DIRECTIONS -
1 > Summarize the passage on U.S. debt and interest rates in two sentences.
2 > In the passage on U.S. debt and interest rates, take the part starting at "Deglobalization as a" and ending at "inflation structurally higher." and give it again, swapping "tariffs" for "trade barriers".

SUPPLIED TEXT -
The math of the interest expense: With about $1.3 trillion in debt service over twelve months and an implied average rate near 3% that “does not really exist” anywhere on today’s curve, the deficit is dominated by interest costs. Pomboy’s proposed fix is making Treasuries tax-free to create domestic demand, which she argues costs nothing since interest-income tax collected is under ~$100 billion versus ~$300 billion saved per percentage-point drop in yields.
Deglobalization as a secular regime change: She argues falling rates since the early 1980s were enabled by globalization and cheap capital flows, an environment every current investor has only ever known. Its reversal, underway since the global financial crisis and now accelerated by tariffs, points the path for rates and inflation structurally higher.
Foreign creditors exiting and the global bond crisis: Foreign buyers “have long since left the building,” with the Iran oil situation forcing them to drain Treasury slush funds for energy, and Turkey depleting its Treasury hoard and selling recently-bought gold. This is global: Japanese long paper is over 3% and UK gilts north of 6%, implying yield curve control everywhere.
Warsh won’t hike, and gold is the hedge: Pomboy expects Warsh to treat oil inflation as “transitory” rather than repeat a Greenspan-1987-style hike, even with Fed funds futures pricing a 50/50 hike-or-cut by December. Because lowering Fed funds only benefits the federal government (not private borrowers paying off the 5-10 year curve), and because YCC will go global, owning hard assets becomes that much more important.

RECORDS SHOWN -

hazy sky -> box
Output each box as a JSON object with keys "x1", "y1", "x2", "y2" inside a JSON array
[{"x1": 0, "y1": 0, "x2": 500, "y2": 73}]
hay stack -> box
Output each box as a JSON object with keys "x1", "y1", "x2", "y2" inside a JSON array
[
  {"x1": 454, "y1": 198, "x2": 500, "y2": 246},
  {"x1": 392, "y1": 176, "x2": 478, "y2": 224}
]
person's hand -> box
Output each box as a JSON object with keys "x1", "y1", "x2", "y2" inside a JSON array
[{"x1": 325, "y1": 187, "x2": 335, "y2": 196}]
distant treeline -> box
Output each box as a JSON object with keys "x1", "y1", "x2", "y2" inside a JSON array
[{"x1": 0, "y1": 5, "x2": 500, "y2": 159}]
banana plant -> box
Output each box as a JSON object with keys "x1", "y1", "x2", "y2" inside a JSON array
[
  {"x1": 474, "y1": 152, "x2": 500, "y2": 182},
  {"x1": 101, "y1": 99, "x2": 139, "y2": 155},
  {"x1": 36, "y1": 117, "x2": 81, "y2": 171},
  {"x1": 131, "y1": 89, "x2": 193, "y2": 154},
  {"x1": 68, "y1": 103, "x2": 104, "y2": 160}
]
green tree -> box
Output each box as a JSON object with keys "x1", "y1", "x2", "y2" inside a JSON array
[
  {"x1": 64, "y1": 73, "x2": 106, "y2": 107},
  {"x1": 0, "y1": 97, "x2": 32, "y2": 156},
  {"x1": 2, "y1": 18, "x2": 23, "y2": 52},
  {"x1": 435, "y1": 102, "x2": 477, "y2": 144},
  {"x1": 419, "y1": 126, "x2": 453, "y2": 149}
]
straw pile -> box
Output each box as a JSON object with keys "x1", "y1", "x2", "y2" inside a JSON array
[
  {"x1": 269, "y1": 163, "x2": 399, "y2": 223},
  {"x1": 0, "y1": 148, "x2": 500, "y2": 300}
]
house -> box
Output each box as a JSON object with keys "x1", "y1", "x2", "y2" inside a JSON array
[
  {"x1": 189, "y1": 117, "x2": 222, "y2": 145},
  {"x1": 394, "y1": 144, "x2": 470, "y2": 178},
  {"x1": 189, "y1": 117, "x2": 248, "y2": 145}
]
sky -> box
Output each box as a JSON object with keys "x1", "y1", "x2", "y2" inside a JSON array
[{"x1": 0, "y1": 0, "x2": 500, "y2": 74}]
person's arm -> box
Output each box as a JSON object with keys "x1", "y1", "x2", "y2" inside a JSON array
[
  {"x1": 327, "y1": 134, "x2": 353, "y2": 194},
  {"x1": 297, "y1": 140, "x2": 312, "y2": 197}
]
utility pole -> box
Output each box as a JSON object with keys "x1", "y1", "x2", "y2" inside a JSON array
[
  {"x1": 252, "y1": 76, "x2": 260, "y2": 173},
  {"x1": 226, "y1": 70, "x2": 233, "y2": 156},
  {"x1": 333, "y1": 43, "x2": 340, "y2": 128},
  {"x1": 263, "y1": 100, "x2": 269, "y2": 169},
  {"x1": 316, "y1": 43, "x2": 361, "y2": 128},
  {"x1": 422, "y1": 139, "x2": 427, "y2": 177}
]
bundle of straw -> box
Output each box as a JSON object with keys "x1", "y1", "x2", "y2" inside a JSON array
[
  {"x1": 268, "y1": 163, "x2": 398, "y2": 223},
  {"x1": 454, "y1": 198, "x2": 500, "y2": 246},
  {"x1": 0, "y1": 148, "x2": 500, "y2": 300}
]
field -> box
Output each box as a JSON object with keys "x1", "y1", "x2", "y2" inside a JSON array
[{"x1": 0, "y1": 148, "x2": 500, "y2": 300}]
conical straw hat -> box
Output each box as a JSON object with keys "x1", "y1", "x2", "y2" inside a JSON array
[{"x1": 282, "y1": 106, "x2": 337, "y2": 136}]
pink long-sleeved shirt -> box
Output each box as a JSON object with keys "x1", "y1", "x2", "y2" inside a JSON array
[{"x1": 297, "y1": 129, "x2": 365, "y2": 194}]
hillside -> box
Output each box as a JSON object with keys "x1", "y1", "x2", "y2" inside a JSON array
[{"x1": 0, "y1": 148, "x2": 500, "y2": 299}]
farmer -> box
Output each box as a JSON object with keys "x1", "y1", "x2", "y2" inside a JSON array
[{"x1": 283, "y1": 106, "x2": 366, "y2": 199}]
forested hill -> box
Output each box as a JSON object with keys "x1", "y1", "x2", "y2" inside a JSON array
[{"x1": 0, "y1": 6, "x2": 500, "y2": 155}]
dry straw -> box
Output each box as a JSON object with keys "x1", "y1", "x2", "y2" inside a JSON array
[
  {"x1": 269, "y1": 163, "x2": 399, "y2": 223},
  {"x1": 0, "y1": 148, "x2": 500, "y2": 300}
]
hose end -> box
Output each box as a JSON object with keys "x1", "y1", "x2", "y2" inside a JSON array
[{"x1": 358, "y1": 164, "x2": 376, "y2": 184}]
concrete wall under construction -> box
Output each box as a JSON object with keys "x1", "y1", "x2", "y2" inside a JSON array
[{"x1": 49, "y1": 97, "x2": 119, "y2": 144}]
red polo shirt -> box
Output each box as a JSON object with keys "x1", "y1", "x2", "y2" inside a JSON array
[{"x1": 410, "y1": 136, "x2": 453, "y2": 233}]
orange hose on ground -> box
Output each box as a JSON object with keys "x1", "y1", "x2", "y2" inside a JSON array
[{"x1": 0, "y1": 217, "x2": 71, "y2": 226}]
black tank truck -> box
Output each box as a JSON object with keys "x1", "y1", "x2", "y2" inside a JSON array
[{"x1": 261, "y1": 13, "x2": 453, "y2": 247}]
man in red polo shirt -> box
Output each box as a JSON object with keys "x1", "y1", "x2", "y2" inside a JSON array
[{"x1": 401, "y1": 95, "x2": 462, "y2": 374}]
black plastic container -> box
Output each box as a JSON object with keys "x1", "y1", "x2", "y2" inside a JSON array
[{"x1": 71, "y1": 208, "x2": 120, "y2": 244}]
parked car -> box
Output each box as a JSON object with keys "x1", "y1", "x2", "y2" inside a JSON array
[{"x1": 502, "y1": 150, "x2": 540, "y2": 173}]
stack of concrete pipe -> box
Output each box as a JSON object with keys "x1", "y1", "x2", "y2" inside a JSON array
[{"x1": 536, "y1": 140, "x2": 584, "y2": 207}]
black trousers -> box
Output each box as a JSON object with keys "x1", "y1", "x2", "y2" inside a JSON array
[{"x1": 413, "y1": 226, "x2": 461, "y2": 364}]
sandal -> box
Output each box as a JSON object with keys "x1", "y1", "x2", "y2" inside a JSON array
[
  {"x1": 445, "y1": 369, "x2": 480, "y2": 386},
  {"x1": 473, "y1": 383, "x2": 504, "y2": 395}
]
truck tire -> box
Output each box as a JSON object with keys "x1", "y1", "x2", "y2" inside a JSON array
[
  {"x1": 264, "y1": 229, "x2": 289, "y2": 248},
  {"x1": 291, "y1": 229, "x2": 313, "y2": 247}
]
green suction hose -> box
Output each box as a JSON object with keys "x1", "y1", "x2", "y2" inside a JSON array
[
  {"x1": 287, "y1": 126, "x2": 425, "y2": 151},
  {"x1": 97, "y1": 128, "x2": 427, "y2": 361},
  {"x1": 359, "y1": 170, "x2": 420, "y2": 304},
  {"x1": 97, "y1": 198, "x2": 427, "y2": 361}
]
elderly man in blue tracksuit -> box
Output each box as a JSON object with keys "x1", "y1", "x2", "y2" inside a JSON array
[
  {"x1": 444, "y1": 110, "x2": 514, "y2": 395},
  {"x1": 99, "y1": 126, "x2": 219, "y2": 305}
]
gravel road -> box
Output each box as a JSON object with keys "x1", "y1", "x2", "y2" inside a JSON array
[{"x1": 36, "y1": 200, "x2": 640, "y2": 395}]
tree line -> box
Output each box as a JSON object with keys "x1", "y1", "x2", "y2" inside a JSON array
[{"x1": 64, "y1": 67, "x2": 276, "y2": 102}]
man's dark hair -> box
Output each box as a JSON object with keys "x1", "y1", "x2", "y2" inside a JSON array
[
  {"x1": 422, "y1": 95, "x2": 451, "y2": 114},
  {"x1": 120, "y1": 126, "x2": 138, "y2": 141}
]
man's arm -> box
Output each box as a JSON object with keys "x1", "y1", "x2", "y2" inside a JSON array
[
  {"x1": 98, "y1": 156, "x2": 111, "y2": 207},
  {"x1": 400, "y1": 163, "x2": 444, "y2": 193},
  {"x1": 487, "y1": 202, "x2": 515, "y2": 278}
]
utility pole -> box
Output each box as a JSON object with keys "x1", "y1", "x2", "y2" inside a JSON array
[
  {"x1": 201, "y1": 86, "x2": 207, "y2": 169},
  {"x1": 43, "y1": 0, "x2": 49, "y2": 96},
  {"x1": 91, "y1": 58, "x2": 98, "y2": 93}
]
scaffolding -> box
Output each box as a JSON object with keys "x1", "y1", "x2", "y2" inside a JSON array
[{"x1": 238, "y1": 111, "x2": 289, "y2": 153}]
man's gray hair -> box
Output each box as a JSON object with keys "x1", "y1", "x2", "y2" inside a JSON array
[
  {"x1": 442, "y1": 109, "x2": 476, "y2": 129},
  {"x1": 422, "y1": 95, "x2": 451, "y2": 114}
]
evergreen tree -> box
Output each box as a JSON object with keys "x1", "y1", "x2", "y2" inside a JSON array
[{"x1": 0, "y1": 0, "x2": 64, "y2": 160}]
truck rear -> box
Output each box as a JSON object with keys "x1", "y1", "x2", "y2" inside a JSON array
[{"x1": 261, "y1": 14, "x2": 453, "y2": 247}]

FULL ANSWERS -
1 > Pomboy argues that the deficit is dominated by about $1.3 trillion in yearly interest costs and proposes making Treasuries tax-free to create domestic demand. She sees the reversal of globalization pushing rates and inflation structurally higher as foreign buyers leave Treasuries, and she expects Warsh not to hike, which makes hard assets such as gold the hedge.

2 >
Deglobalization as a secular regime change: She argues falling rates since the early 1980s were enabled by globalization and cheap capital flows, an environment every current investor has only ever known. Its reversal, underway since the global financial crisis and now accelerated by trade barriers, points the path for rates and inflation structurally higher.